§ Excerpt provided:
######
Flanagan v. Wesselhoeft
Decision Date | 22 May 1998 |
Docket Number | No. 96-610-A,96-610-A |
Citation | 712 A.2d 365 |
Parties | Donna FLANAGAN et al. v. Conrad WESSELHOEFT, M.D., et al. ppeal. |
Court | Rhode Island Supreme Court |
Steven Aaron Robinson, Providence, for Plaintiff.
R. Kelly Sheridan, David W. Carroll, Providence, for Defendant.
Before WEISBERGER, C.J., and LEDERBERG, FLANDERS, BOURCIER and GOLDBERG, JJ.
The plaintiffs in this appeal claim that a Superior Court trial justice erred in granting the defendant doctor's motion for judgment as a matter of law in a medical malpractice action.
The plaintiffs are John and Donna Flanagan (John, Donna, or Flanagans). The defendant is Conrad Wesselhoeft, M.D. (Dr. Wesselhoeft), a pediatric surgeon. The Flanagans brought suit on behalf of their young daughter, Ashley Flanagan (Ashley), alleging therein that on September 27, 1989, Dr. Wesselhoeft negligently performed surgery upon Ashley when she was eleven months old and that before surgery he had failed to disclose to them, as Ashley's parents, both the material risks of the surgery and any available alternative treatments to the surgery in order to obtain their informed consent to the procedure. Donna also claimed that she sustained economic losses as a result of her having had to take time out from her work as a nurse in order to care for her daughter following corrective surgery on Ashley that was performed in New York by another pediatric surgeon.
In August 1989 the Flanagans noticed a small growth, or node, that had developed on the neck of their eleven month old infant daughter, Ashley, just below her right ear. The Flanagans brought Ashley to be seen by Dr. Wesselhoeft on the recommendation of Ashley's pediatrician. Doctor Wesselhoeft met with the Flanagans and Ashley for some five to seven minutes at his office, where he examined Ashley, palpated the node, and informed the Flanagans that the node would have to be removed by excision and subjected to a biopsy. It is undisputed that during that brief office meeting and examination Dr. Wesselhoeft did not discuss with the Flanagans any alternative treatment other than surgery, and with regard to the surgery no material risks associated with the surgery other than bleeding and infection were mentioned. Doctor Wesselhoeft scheduled Ashley for surgery on September 27, 1989, and from the time of his first meeting with the Flanagans, had no further discussion with them regarding Ashley's scheduled surgical procedure.
######
§ What the task requires: Translate this sentence from the Flanagan v. Wesselhoeft case summary into Spanish: "Doctor Wesselhoeft scheduled Ashley for surgery on September 27, 1989, and from the time of his first meeting with the Flanagans, had no further discussion with them regarding Ashley's scheduled surgical procedure."
######
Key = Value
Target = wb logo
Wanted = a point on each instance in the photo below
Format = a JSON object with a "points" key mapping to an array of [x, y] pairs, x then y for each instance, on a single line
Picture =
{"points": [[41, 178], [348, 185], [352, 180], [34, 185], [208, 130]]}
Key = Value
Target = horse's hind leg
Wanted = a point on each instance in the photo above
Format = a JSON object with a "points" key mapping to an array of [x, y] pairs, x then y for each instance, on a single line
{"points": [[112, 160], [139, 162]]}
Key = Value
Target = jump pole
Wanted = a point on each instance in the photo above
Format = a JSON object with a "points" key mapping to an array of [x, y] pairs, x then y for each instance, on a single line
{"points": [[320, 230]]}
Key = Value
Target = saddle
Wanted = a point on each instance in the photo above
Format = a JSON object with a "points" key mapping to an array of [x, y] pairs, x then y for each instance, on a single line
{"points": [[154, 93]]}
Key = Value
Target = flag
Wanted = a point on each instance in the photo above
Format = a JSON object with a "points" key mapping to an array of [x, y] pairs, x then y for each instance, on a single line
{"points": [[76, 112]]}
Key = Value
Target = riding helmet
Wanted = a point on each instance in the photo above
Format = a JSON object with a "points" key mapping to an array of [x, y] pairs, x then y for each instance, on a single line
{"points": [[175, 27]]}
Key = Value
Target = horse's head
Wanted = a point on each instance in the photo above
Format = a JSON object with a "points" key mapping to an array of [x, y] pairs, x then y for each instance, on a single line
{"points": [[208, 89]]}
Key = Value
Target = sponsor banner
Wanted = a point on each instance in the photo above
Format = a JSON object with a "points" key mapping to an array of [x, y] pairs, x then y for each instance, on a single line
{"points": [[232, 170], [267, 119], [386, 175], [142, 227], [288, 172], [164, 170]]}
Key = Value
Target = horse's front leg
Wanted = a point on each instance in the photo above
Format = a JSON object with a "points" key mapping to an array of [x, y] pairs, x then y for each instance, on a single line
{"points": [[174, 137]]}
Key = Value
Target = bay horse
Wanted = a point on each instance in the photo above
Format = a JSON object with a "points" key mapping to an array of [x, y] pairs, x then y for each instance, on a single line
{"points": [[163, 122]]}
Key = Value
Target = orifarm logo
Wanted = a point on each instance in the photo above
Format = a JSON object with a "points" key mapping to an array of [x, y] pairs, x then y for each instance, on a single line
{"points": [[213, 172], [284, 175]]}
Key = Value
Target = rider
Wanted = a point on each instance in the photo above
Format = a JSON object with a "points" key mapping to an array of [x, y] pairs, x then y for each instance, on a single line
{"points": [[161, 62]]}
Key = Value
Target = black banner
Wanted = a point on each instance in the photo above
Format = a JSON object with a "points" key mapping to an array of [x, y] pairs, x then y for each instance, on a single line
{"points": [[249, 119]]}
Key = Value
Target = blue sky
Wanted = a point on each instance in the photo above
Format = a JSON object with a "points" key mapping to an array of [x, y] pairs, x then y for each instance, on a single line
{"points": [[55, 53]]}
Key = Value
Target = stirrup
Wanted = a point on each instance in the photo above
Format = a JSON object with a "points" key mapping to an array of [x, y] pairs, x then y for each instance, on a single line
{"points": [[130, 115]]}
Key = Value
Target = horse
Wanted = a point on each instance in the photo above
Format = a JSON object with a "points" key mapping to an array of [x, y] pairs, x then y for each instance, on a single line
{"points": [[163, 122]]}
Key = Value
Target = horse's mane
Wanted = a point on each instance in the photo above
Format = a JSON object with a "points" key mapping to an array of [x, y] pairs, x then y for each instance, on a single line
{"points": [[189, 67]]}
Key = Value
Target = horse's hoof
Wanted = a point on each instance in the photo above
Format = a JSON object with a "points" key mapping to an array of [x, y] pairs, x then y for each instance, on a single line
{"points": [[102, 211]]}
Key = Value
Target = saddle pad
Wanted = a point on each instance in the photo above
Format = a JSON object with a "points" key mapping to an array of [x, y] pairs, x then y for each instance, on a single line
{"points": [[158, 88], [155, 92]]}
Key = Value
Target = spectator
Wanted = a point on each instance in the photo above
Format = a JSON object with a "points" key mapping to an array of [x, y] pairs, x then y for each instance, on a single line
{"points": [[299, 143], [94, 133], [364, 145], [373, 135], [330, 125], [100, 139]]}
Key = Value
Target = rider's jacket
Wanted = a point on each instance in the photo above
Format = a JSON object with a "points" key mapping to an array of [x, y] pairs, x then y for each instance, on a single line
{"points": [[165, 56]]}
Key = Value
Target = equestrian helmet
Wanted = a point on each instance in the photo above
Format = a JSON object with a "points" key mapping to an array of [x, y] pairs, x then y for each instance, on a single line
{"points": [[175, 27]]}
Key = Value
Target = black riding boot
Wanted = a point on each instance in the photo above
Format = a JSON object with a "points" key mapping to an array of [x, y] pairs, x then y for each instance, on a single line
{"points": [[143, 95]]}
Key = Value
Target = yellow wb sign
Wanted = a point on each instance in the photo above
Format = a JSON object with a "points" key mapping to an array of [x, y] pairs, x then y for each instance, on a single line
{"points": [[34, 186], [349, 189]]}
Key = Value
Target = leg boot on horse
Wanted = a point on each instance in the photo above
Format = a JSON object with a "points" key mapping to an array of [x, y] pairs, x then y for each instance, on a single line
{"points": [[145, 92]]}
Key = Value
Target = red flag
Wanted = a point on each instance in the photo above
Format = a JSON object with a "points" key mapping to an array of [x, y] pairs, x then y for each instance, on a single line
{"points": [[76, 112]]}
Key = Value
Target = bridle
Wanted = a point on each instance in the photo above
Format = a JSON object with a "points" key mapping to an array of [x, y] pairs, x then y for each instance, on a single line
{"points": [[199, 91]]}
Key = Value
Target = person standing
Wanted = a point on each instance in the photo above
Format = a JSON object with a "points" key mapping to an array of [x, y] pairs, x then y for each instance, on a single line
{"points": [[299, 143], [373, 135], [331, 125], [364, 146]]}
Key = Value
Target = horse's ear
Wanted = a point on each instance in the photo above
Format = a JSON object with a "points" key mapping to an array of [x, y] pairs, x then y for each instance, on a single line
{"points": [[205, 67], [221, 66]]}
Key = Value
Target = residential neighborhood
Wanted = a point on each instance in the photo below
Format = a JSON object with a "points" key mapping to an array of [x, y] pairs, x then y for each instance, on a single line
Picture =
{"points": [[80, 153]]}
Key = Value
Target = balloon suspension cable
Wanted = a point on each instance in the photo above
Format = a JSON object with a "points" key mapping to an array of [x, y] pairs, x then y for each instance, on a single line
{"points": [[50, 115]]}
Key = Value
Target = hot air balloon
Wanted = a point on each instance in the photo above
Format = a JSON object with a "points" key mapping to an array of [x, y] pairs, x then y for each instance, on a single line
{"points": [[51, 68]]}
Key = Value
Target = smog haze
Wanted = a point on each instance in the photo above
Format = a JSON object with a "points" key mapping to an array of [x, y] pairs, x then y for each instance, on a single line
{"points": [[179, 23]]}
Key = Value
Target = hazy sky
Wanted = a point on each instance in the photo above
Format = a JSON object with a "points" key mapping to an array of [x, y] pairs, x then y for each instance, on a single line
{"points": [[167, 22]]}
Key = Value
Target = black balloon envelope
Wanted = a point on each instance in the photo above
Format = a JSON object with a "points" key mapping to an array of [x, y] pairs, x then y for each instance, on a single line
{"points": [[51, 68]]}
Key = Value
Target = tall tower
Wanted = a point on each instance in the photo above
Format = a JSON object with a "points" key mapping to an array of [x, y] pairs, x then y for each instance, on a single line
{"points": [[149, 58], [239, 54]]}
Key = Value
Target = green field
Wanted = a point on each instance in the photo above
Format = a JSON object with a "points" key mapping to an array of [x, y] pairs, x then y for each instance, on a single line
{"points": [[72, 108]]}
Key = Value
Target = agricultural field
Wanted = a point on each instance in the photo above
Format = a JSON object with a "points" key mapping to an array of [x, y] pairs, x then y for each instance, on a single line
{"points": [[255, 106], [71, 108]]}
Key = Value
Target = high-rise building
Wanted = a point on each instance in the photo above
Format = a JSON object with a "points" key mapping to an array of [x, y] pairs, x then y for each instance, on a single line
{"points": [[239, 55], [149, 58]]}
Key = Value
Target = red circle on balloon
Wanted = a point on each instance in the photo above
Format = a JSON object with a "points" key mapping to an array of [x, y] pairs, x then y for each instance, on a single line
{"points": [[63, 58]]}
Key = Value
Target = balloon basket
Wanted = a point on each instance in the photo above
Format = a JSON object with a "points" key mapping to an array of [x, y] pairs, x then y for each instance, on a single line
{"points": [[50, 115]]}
######
§ Exercise output: El doctor Wesselhoeft programó la cirugía de Ashley para el 27 de septiembre de 1989 y, desde su primera reunión con los Flanagan, no volvió a hablar con ellos sobre el procedimiento quirúrgico programado para Ashley.